**Required action:** Where the records below show the word "ponytail" in a line, please copy that line.
-------- Entries supplied
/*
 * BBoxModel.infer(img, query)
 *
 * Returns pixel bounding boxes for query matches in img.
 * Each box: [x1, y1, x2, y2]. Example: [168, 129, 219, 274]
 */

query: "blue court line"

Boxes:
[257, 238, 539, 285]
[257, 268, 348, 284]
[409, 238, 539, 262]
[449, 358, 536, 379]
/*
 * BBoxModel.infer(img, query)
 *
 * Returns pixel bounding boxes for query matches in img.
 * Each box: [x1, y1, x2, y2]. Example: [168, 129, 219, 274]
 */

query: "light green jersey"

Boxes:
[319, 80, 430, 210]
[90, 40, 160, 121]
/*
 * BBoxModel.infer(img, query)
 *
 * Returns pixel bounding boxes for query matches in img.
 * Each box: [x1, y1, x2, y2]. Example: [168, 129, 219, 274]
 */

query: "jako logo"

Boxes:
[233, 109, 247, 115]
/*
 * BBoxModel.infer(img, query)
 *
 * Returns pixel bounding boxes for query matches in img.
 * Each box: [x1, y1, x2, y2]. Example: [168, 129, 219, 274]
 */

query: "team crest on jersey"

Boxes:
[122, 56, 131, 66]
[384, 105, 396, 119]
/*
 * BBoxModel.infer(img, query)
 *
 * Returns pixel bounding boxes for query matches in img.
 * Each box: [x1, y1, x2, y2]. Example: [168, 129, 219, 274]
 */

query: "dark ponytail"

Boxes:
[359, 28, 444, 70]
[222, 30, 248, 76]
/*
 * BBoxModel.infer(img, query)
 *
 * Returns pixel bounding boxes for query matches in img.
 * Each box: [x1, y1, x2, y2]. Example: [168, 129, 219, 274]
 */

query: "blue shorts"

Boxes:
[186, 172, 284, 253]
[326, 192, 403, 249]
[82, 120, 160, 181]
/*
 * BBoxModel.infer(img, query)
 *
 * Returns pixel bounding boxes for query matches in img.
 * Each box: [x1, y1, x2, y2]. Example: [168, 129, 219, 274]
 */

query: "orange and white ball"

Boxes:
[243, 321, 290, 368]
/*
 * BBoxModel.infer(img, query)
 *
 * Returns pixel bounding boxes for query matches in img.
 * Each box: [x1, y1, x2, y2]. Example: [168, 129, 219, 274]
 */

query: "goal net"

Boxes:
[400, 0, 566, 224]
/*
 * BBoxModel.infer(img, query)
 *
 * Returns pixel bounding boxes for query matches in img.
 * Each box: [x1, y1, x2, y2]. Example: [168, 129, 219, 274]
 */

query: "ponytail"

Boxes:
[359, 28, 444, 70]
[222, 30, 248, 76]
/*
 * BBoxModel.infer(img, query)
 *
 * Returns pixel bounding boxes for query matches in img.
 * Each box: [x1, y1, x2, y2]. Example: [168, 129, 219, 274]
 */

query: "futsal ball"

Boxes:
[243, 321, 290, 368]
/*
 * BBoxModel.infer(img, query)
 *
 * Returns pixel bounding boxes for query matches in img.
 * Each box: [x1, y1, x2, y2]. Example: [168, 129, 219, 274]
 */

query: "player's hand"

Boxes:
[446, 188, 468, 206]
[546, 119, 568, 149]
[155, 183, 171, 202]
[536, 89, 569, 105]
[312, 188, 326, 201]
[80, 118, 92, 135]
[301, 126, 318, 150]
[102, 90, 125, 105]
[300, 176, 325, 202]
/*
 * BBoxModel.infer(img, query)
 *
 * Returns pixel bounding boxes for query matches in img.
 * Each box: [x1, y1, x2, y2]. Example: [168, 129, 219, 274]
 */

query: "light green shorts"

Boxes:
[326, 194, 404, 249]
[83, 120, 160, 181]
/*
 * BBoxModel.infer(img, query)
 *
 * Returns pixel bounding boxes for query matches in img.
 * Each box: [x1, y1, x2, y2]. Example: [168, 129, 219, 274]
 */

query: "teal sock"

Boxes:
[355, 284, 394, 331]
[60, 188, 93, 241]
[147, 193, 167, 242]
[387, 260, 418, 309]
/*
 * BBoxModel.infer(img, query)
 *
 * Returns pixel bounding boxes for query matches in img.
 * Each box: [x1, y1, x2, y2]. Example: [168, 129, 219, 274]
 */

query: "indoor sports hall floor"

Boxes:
----------------
**Answer section:**
query: "dark ponytail"
query: "ponytail"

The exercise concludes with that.